**Required work**
Exactly as they appear, output all of the entries.

(Collected data entries)
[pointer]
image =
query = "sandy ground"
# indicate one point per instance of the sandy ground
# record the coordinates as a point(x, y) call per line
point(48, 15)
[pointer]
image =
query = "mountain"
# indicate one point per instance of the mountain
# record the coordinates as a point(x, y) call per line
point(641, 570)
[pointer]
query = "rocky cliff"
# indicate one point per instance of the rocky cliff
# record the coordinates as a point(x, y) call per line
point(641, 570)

**Task answer**
[pointer]
image =
query = "sandy ground"
# indicate one point per instance of the sandy ground
# record the coordinates as a point(x, y) call per line
point(48, 15)
[pointer]
image =
query = "mountain"
# indicate one point per instance of the mountain
# record the coordinates as a point(x, y) call per line
point(641, 570)
[pointer]
query = "rocky cliff"
# indicate one point per instance of the rocky cliff
# record the coordinates as a point(x, y) call per line
point(641, 570)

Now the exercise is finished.